Directions for this task ▸ Translate this sentence from the passage on Greenland's ice sheet into Spanish: "In 2007, the ice mass loss increased rapidly to 267 gigatonnes per year."

Page text ▸
######

Over the years, a variety of techniques have been employed to measure Greenland's mass balance. Snow pits are dug to measure snowfall. Stations are set up to measure incoming and reflected sunlight. Aircraft use laser altimetry to measure changes in surface elevation. Melt areas are determined by satellites reflecting microwaves off the surface. Satellite radar interferometry measure the horizontal movements of Greenland's glaciers. In 2003, NASA launched the Ice, Cloud, and Land Elevation Satellite (ICESat), using laser altimetry to more accurately measure changes in the Earth’s surface elevation.
All this data has been pieced together to form a continuous picture of Greenland's mass balance from 1958 to 2007 (Rignot 2008). There is robust agreement between the various independent measurements and a clear long term trend is apparent. In the 1960s, the ice sheet was losing 100 gigatonnes of ice per year. In the 1970s-1980s, the rate of ice loss slowed to near mass balance. In 1996, the rate of ice mass loss had increased to 97 gigatonnes per year. In 2007, the ice mass loss increased rapidly to 267 gigatonnes per year. To put this into perspective, a gigatonne is one billion metric tonnes, the mass of a cube of water that is 1 kilometre wide, tall, and deep.
So we see a long term trend of accelerating ice mass loss since the 1970s. This is confirmed by the Gravity Recovery and Climate Experiment (GRACE) satellite, measuring shifts in Earth’s gravity field. The GRACE data offers a complete picture of the entire ice sheet, allowing comparisons of mass changes in coastal regions (eg - elevations below 2000 metres) with the Greenland interior (above 2000 metres). Over the period 2003 to 2008, the coastal regions were observed to be losing ice mass while the interior was in approximate mass balance. The overall result is that the Greenland ice sheet is losing ice mass (Wouters 2008).
Figure 1. Mass loss from the Greenland ice sheet for coastal regions below 2000 metres (top) and interior regions above 2000 metres (bottom). (Wouters 2008)
The latest GRACE data reveals more about the long term trend. Figure 2 shows the ice mass changes in Greenland from April 2002 to February 2010 (originally published in Velicogna 2009 with more recent data from John Wahr). The black line/crosses show monthly values of ice mass. The orange line is the best fitting quadratic trend. The best fitting trend finds that Greenland ice loss is accelerating at a rate of 30 Gigatonnes/yr2. Greenland's mass loss doubled over the 8 year period.
Figure 1: Greenland ice mass anomaly - deviation from the average ice mass over the 2002 to 2010 period. Black line shows monthly values. Orange line shows long-term trend (John Wahr).
The long term trend since the 1970s is accelerating ice mass loss. This is confirmed by gravity satellite measurements over the past 9 years which find that the rate of ice mass loss has doubled over the last 9 years. Just as with Antarctica, Greenland's ice sheet contribution to rising sea levels is continuously and rapidly growing.

######

Given records ▸
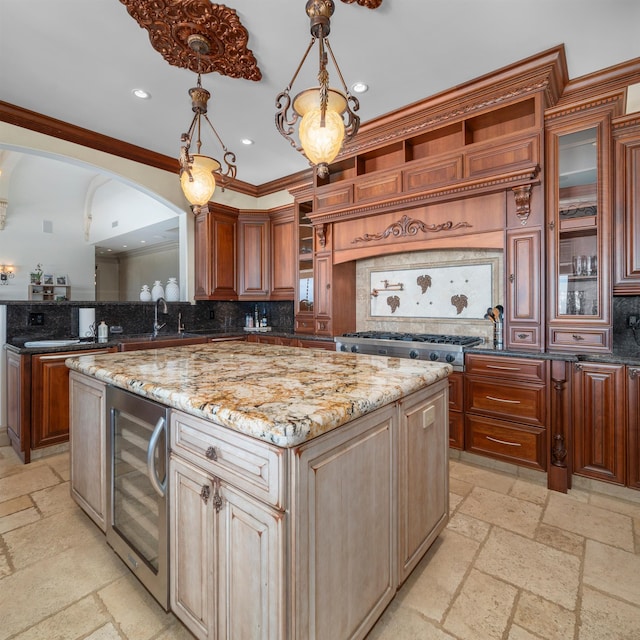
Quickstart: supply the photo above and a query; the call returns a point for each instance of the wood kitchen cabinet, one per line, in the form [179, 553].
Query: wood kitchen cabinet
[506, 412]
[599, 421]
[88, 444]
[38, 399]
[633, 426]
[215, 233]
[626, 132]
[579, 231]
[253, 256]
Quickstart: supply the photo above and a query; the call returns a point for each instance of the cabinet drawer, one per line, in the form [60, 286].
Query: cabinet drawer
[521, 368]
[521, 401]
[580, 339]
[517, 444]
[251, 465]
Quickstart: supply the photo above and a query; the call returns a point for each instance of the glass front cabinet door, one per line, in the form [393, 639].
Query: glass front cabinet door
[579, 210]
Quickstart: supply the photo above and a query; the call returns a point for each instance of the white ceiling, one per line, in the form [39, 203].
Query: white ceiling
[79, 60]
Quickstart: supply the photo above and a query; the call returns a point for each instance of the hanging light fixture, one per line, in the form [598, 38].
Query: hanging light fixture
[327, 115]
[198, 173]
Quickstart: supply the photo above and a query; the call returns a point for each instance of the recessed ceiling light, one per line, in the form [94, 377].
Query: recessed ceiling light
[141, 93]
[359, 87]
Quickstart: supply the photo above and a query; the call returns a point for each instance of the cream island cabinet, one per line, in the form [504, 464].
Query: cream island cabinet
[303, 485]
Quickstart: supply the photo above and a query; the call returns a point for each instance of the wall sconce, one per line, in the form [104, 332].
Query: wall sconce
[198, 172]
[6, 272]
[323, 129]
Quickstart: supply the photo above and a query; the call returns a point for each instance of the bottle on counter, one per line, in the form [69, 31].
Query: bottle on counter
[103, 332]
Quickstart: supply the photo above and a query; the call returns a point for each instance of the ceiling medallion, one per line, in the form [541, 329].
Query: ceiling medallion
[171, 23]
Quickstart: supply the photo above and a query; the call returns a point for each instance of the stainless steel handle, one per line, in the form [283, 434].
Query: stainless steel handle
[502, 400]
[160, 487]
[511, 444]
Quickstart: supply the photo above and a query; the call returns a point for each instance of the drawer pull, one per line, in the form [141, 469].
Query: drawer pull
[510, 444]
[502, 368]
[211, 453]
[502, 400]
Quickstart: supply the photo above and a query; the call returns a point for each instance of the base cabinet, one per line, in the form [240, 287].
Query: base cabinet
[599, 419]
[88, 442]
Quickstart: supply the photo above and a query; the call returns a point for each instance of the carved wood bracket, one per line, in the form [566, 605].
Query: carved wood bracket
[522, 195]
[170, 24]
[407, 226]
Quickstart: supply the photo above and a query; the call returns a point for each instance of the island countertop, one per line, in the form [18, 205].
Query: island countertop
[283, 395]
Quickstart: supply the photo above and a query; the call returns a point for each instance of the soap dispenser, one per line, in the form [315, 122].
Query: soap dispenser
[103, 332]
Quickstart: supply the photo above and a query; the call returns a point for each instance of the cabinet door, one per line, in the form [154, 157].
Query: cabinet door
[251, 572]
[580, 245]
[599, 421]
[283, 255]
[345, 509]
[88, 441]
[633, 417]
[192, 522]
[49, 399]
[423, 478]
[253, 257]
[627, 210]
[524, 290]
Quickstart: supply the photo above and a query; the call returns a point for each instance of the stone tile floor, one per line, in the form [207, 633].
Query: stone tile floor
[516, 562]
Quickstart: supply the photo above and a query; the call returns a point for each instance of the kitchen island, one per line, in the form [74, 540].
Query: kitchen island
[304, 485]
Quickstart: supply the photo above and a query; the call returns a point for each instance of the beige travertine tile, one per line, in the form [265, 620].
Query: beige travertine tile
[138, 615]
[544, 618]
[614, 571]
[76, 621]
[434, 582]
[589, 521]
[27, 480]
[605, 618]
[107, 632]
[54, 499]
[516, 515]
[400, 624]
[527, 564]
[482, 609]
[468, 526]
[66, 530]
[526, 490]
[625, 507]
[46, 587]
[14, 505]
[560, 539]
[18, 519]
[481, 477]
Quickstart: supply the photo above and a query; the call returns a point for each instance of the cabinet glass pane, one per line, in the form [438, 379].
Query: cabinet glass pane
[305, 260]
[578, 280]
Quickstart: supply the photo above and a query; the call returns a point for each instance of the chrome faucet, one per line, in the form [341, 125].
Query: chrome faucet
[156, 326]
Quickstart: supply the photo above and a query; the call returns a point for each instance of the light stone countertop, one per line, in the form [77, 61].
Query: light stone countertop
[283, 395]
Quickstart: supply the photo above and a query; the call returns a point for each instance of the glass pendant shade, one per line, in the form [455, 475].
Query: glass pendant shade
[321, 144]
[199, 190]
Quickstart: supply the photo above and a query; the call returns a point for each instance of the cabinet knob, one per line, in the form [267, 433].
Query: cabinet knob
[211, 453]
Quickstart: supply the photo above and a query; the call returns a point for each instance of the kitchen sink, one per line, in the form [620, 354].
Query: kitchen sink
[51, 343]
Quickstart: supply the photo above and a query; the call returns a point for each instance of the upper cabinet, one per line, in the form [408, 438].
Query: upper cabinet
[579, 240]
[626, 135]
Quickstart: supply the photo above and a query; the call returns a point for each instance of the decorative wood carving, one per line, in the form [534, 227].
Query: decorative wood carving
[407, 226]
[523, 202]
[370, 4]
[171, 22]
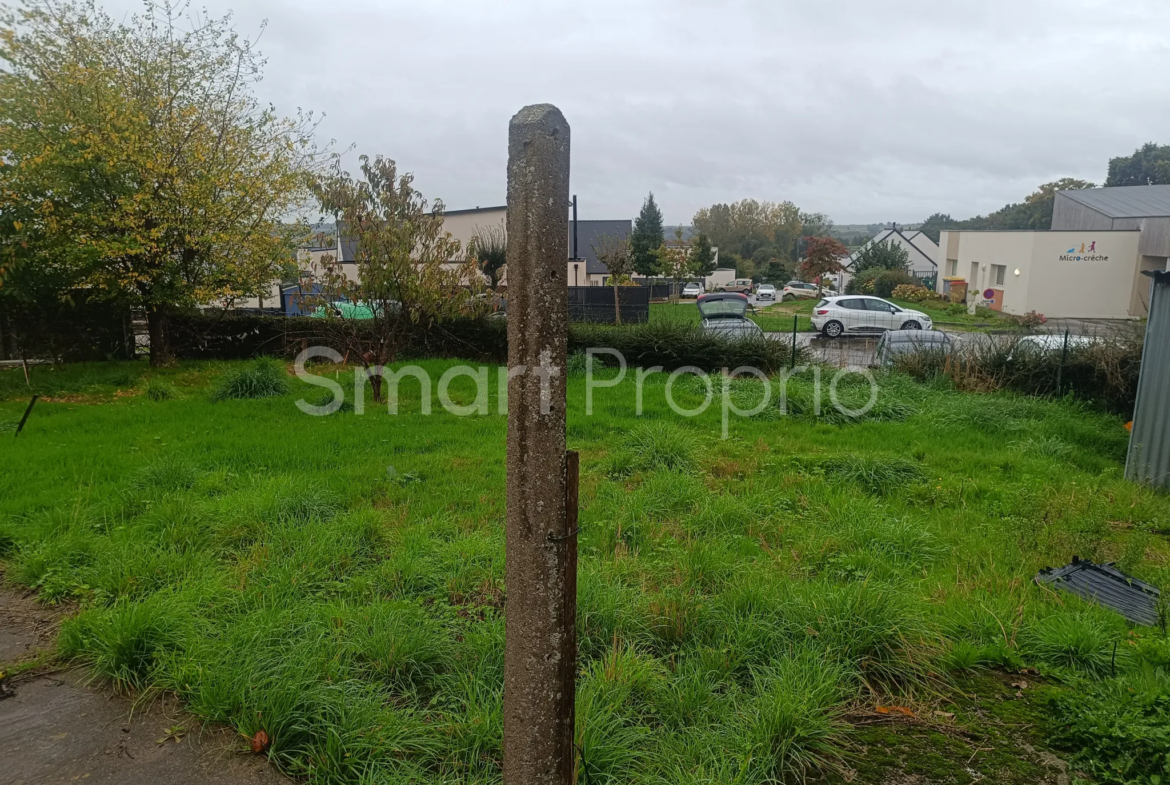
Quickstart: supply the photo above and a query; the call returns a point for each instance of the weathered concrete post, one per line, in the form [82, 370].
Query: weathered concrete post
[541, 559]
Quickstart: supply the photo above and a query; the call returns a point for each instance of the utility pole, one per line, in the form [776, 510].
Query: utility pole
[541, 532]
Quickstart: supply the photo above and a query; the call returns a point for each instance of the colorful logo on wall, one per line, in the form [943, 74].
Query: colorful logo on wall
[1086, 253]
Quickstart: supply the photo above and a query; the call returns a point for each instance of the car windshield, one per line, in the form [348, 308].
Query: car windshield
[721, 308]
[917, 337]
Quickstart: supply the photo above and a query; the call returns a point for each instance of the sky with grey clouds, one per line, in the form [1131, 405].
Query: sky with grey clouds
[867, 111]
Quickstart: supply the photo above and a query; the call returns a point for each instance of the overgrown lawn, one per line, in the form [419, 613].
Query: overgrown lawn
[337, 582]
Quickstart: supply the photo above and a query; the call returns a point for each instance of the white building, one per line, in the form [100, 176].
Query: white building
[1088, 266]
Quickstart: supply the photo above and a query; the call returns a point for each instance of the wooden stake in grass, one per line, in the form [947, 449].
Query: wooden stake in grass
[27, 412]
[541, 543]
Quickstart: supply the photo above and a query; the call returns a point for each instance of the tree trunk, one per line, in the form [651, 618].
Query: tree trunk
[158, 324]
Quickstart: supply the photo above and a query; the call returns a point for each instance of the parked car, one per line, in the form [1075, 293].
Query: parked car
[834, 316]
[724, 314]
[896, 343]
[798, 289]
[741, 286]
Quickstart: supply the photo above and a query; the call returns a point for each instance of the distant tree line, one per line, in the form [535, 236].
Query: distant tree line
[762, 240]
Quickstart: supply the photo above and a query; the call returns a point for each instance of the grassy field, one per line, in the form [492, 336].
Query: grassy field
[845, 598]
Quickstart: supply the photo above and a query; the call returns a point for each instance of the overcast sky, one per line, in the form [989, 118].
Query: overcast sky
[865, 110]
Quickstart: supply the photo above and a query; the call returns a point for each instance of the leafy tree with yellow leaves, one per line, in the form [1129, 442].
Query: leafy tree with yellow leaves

######

Reply ▸ En 2007, la pérdida de masa de hielo aumentó rápidamente a 267 gigatoneladas por año.